(Text for analysis begins)

During the trial, a witness from the group of men dubbed "Burger Boys", identified a Series 1 Holden Commodore VS station wagon as cruising past them shortly after Glennon walked past. The vehicle had distinctive tear-drop hubcaps which were present on some Series 1 VS Commodores Between April 1996 and December 1998, Edwards drove a white VS Series Commodore wagon with Telstra logos. The vehicle was tracked down and impounded on the same day as his arrest. During the hearing, it was revealed that fibres matching carpet in the rear of Edwards' vehicle matched fibres found on the bodies of both Rimmer and Glennon although defence argued these fibres could have come from another source or another vehicle which was not included in the Western Australian crime database.

The trial concluded on 25 June 2020, after seven months of hearings and evidence from more than 200 witnesses. Justice Hall then retired to consider his verdict in the case, flagging that it may potentially be handed down before Edwards's remand in custody ended on 24 September 2020. On the final day of custody, Hall handed down a 619-page written verdict within which Edwards was found guilty of the murders of Jane Rimmer and Ciara Glennon, but not of Sarah Spiers (though it was "more likely" that Edwards was involved in her disappearance than not). On 23 December 2020, Edwards was sentenced to life imprisonment with the possibility of a parole after 40 years. Hall said there was a "high likelihood" that Edwards would die in prison.

==Possible related cases==
In April 2008 journalist Liam Bartlett reported that police told the father of a fourth missing woman, 22-year-old Julie Cutler, that his daughter was probably a victim of the Claremont killer. Cutler, a university student from Fremantle, vanished after leaving a staff function at the Parmelia Hilton Hotel in Perth at 9:00 pm on 20 June 1988. Her car was found in the surf near the groyne at Cottesloe Beach two days later, and her fate remains unknown.

Other possible cases include that of Lisa Brown (aged 19), a sex worker who disappeared on 10 November 1998, and Sara McMahon (aged 20), who disappeared on 8 November 2000.

==Media and popular culture==
- Australian Story, ABC, November 2007.
- Hunt for a Killer: The Claremont Murders, Crime Investigation Australia, 2008.
- The Claremont Serial Killer, Casefile True Crime Podcast, 20 August 2016.
- Claremont Serial Killings podcast, Post Newspapers, 2019.
- Claremont: The Trial podcast, The West Australian, 2019–2020.
- The Claremont Murders, Seven Network, 2023.

(Text for analysis ends)

Copy out the passage on the Claremont murders trial word for word, in full.

(Data provided begins)

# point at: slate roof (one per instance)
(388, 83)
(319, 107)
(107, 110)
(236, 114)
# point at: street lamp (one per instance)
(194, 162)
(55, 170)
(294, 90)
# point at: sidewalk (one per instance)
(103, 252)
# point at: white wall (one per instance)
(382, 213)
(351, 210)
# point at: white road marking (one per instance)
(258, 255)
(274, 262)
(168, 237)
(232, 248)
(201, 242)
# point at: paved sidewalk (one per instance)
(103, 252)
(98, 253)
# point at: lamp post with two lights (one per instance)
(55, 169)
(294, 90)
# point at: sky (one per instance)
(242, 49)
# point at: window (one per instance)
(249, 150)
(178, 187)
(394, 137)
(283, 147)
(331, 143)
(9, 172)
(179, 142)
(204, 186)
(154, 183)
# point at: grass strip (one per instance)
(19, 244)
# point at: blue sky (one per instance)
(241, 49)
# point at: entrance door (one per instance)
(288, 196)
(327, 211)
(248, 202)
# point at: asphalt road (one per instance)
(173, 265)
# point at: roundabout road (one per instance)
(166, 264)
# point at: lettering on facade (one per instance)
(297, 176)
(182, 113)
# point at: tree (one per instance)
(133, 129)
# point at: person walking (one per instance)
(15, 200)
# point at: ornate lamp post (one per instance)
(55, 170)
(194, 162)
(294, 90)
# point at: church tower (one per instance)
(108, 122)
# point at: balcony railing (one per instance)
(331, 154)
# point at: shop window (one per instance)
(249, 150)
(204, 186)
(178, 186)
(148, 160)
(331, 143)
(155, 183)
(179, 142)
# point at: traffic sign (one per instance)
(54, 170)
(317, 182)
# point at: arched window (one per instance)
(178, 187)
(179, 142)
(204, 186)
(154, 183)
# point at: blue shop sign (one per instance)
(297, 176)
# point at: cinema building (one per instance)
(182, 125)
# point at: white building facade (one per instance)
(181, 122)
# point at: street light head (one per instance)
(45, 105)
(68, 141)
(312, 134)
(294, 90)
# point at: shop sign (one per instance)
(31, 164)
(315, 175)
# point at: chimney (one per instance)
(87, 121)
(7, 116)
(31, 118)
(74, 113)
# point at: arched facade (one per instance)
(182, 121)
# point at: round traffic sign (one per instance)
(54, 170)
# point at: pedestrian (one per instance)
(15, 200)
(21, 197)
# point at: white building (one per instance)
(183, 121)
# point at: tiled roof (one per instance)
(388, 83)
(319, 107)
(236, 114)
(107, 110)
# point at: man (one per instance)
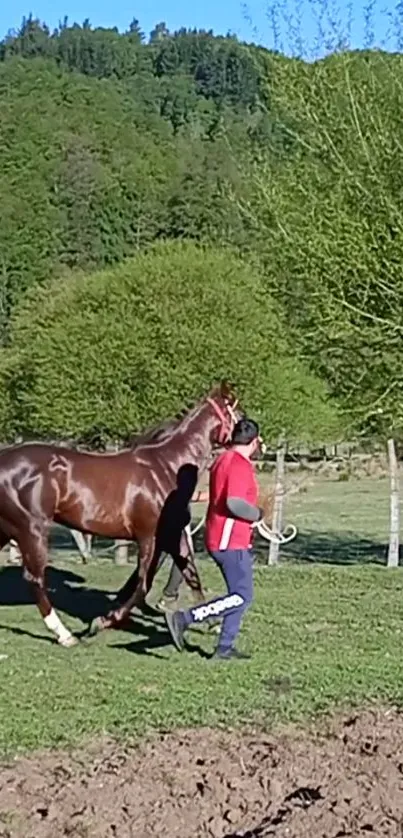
(231, 513)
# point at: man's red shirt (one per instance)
(231, 475)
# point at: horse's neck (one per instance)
(191, 441)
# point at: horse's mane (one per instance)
(154, 434)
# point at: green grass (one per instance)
(321, 636)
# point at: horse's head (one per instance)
(225, 406)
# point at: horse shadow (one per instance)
(70, 595)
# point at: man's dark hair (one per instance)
(245, 431)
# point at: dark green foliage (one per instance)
(115, 351)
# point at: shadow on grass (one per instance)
(70, 595)
(335, 548)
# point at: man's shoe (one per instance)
(231, 654)
(174, 621)
(166, 603)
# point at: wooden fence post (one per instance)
(393, 550)
(121, 552)
(278, 502)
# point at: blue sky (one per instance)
(249, 20)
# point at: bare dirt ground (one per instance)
(345, 780)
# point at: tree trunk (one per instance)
(121, 552)
(394, 526)
(277, 523)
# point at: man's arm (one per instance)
(240, 508)
(237, 506)
(200, 497)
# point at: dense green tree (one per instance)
(114, 351)
(329, 224)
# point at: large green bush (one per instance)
(119, 349)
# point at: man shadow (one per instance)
(175, 514)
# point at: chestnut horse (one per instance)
(119, 495)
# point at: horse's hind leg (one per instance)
(137, 586)
(33, 546)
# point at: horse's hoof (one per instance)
(68, 642)
(97, 625)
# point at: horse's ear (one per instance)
(227, 391)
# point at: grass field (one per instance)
(326, 630)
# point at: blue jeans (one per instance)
(237, 569)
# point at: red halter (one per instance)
(227, 420)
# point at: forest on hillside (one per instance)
(193, 152)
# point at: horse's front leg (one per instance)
(186, 563)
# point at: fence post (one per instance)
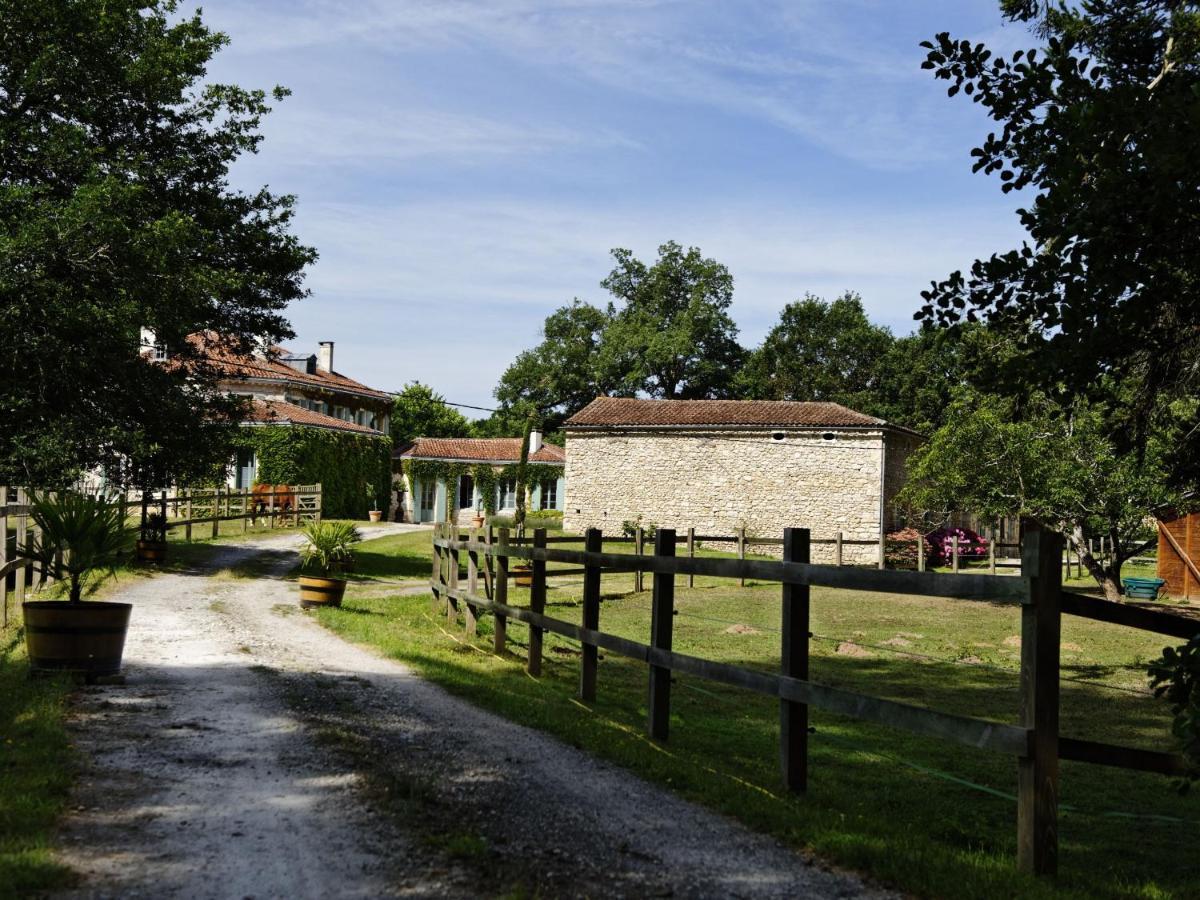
(742, 552)
(453, 576)
(691, 555)
(21, 541)
(639, 549)
(537, 601)
(661, 629)
(593, 543)
(471, 625)
(4, 552)
(793, 718)
(1037, 784)
(501, 593)
(436, 577)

(Data provided ends)

**Solved exercise**
During the trial, a witness from the group of men dubbed "Burger Boys", identified a Series 1 Holden Commodore VS station wagon as cruising past them shortly after Glennon walked past. The vehicle had distinctive tear-drop hubcaps which were present on some Series 1 VS Commodores Between April 1996 and December 1998, Edwards drove a white VS Series Commodore wagon with Telstra logos. The vehicle was tracked down and impounded on the same day as his arrest. During the hearing, it was revealed that fibres matching carpet in the rear of Edwards' vehicle matched fibres found on the bodies of both Rimmer and Glennon although defence argued these fibres could have come from another source or another vehicle which was not included in the Western Australian crime database.

The trial concluded on 25 June 2020, after seven months of hearings and evidence from more than 200 witnesses. Justice Hall then retired to consider his verdict in the case, flagging that it may potentially be handed down before Edwards's remand in custody ended on 24 September 2020. On the final day of custody, Hall handed down a 619-page written verdict within which Edwards was found guilty of the murders of Jane Rimmer and Ciara Glennon, but not of Sarah Spiers (though it was "more likely" that Edwards was involved in her disappearance than not). On 23 December 2020, Edwards was sentenced to life imprisonment with the possibility of a parole after 40 years. Hall said there was a "high likelihood" that Edwards would die in prison.

==Possible related cases==
In April 2008 journalist Liam Bartlett reported that police told the father of a fourth missing woman, 22-year-old Julie Cutler, that his daughter was probably a victim of the Claremont killer. Cutler, a university student from Fremantle, vanished after leaving a staff function at the Parmelia Hilton Hotel in Perth at 9:00 pm on 20 June 1988. Her car was found in the surf near the groyne at Cottesloe Beach two days later, and her fate remains unknown.

Other possible cases include that of Lisa Brown (aged 19), a sex worker who disappeared on 10 November 1998, and Sara McMahon (aged 20), who disappeared on 8 November 2000.

==Media and popular culture==
- Australian Story, ABC, November 2007.
- Hunt for a Killer: The Claremont Murders, Crime Investigation Australia, 2008.
- The Claremont Serial Killer, Casefile True Crime Podcast, 20 August 2016.
- Claremont Serial Killings podcast, Post Newspapers, 2019.
- Claremont: The Trial podcast, The West Australian, 2019–2020.
- The Claremont Murders, Seven Network, 2023.